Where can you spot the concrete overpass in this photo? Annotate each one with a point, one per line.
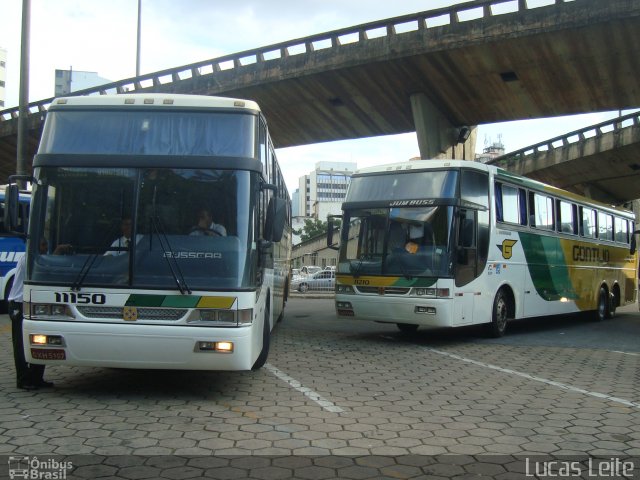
(436, 72)
(601, 161)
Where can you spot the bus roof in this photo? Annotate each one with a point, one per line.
(166, 100)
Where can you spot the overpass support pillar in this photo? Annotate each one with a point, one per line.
(437, 137)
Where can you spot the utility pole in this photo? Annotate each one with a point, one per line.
(21, 166)
(138, 43)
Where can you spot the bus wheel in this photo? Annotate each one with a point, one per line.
(602, 313)
(266, 337)
(500, 315)
(613, 304)
(407, 327)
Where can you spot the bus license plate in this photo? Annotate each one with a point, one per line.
(48, 354)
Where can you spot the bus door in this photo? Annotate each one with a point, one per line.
(466, 267)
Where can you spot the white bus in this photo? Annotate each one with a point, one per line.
(12, 243)
(180, 295)
(452, 243)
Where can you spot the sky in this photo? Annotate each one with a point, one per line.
(100, 36)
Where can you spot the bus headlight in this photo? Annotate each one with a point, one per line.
(345, 289)
(47, 311)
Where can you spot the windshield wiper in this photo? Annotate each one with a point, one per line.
(89, 262)
(174, 267)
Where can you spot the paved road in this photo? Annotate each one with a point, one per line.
(350, 400)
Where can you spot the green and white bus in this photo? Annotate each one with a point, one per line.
(451, 243)
(172, 296)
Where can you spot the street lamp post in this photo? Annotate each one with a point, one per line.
(23, 104)
(138, 42)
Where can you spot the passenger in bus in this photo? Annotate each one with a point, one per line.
(122, 244)
(206, 225)
(28, 376)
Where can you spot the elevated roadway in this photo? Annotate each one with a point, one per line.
(436, 72)
(601, 161)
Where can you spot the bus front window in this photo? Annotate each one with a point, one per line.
(120, 227)
(410, 242)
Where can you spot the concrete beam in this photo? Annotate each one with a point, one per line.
(437, 136)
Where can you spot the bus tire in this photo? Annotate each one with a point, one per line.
(499, 315)
(266, 337)
(407, 327)
(284, 301)
(613, 303)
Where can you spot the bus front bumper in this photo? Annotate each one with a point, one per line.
(141, 346)
(431, 312)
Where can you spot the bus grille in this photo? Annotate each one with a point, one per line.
(384, 290)
(144, 313)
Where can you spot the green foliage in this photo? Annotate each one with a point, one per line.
(314, 228)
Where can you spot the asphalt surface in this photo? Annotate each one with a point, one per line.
(346, 399)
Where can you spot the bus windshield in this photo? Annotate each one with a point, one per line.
(143, 228)
(410, 242)
(149, 132)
------------------------------------
### Goal
Without including any pictures, output all the entries above exactly.

### Exercise response
Where can you spot the concrete overpass in this photo? Annotate each one with a point, one per line.
(436, 72)
(601, 161)
Where can you spot the bus roof in this photo? Annotate each one with a point, one per line.
(166, 100)
Where can you spot the overpass support pillar in this photo? Annotate each one with a point, one per line.
(437, 137)
Where can you spot the utility pole in this photo? Annotate each one with a point, one per line.
(21, 166)
(138, 43)
Where can you spot the bus wheel in this photo? Annotate each one with a point, one per line.
(602, 313)
(266, 337)
(500, 315)
(613, 304)
(407, 327)
Where can you spot the bus license plate in this photo? Annotate each one with a point, one per line.
(48, 354)
Where can you spot the bus door in this photo? Annotate each one with a point, one per line.
(466, 267)
Where can you spot the white bus in this photo? Annotate each one with a point, one per line.
(12, 243)
(180, 295)
(452, 243)
Where can you spot the sky in this photo? Annotate each one with a point, one per line.
(100, 36)
Where can you spot the bus headlight in this photo? Annotate each one with a point, one per line.
(345, 289)
(47, 311)
Where can you spot the windshield wiper in this photo? Annotate each one with a point, one per line.
(89, 262)
(174, 267)
Where can you spot the paved road in this photo? Annotate each one with a point, one per line.
(350, 400)
Where can you spot the green and white bus in this photo? Annotate each one with a point, one per line.
(451, 243)
(172, 296)
Where can you spot the street lamp post in this photo? Annotate each one with a point, one per line.
(23, 104)
(138, 42)
Where can you spot the passenger in bus in this photo? Annotate each one with a point, one per line.
(122, 244)
(206, 225)
(28, 376)
Where can you spot the elevated roadway in this photo? Annotate each one with a point, one per line.
(436, 72)
(601, 161)
Where can you spot the bus front window in this photo? Annotate each one with a point, one per line.
(120, 227)
(410, 242)
Where can you spot the concrete beam in this photo? Annotate each one with a point, one per line.
(437, 136)
Where can you spot the bus tire in this photo? Annotate each one with a point, one per line.
(499, 315)
(266, 337)
(407, 327)
(284, 301)
(613, 303)
Where can you spot the bus front bumper in this photo? Annotate each one with a point, one per line.
(141, 346)
(431, 312)
Where can you spot the bus grille in this photo? Annotate each one with a point, one per line.
(384, 290)
(144, 313)
Where can you spot the green foliage in this photo? Annotate each one with a point, one per line.
(314, 228)
Where can you spot the asphalt surface in this photo? Annotate each one with a point, one per line.
(346, 399)
Where can you spot the bus windshield in this photo? Annotate each one with a point, one per line.
(143, 228)
(410, 242)
(149, 132)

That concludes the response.